◆ Description of the task:
Return every line of the listing below so that it matches the original exactly.

▼

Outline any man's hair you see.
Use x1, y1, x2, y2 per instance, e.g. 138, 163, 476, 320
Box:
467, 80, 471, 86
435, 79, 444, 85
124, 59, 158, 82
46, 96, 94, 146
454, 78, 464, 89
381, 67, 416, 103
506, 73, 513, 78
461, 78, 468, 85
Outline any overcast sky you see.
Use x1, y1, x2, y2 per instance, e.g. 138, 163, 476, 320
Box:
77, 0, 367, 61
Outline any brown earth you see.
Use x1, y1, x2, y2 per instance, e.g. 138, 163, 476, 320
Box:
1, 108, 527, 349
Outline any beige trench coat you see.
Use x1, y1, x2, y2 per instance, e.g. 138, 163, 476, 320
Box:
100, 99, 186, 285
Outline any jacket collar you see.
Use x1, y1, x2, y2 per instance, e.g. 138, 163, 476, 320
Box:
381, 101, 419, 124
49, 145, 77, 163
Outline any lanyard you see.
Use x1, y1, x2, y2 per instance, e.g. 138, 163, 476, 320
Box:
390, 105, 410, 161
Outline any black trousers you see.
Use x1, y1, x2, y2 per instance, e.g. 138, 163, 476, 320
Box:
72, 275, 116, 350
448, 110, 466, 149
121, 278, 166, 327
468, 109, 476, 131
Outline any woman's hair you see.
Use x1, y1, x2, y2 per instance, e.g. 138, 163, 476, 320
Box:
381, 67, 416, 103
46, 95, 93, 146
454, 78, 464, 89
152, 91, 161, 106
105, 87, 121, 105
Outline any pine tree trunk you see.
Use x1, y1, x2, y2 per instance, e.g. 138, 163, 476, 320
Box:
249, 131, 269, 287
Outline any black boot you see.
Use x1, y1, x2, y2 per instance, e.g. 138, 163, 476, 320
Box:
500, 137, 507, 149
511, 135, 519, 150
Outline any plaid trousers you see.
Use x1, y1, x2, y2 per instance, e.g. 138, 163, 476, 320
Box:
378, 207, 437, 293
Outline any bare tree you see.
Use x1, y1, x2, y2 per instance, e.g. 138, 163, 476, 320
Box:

▲

◆ Exercise result:
Outline any man's hair you see.
Use x1, y1, x2, y2 per instance, e.g. 138, 163, 476, 320
Box:
467, 80, 471, 86
435, 79, 444, 85
124, 59, 158, 82
46, 96, 94, 146
454, 78, 464, 89
381, 67, 416, 103
506, 73, 513, 78
461, 78, 468, 85
Outline any overcast sky you see.
Use x1, y1, x2, y2 per instance, e.g. 138, 163, 476, 320
Box:
77, 0, 367, 61
Outline any brown earth you see.
Use x1, y1, x2, y2 per instance, e.g. 138, 163, 476, 320
Box:
1, 108, 527, 349
Outline any beige trench coat you see.
Use x1, y1, x2, y2 per instance, e.g. 138, 163, 476, 320
Box:
100, 99, 186, 285
Outline any jacket collar you see.
Use x1, y1, x2, y2 per instance, e.g. 138, 163, 476, 320
Box:
381, 101, 419, 124
49, 145, 77, 163
Outline any lanyard you see.
Use x1, y1, x2, y2 per instance, e.g. 138, 163, 476, 320
Box:
390, 105, 410, 161
Outline any black trousers you see.
Use x1, y1, x2, y2 per instance, e.g. 138, 163, 476, 320
Box:
72, 275, 116, 350
448, 110, 466, 149
121, 278, 166, 327
468, 109, 476, 131
Outline any woman's hair you see.
Use x1, y1, x2, y2 per instance, e.g. 138, 163, 476, 320
Box:
381, 67, 416, 103
46, 95, 93, 146
454, 78, 464, 89
152, 91, 161, 106
105, 87, 121, 105
Outline any pine tree trunk you see.
Use x1, y1, x2, y2 per instance, e.g. 138, 163, 476, 320
Box:
249, 131, 269, 287
Outline any black boot you see.
Use x1, y1, x2, y2 per instance, e.g. 138, 163, 476, 320
Box:
500, 137, 507, 149
511, 135, 519, 150
Outline any plaid trousers you see.
Use x1, y1, x2, y2 per instance, e.g. 138, 163, 476, 320
Box:
378, 207, 437, 293
Outline any bare tree you see.
Use x1, y1, x2, y2 per instance, e.g. 138, 163, 476, 320
Box:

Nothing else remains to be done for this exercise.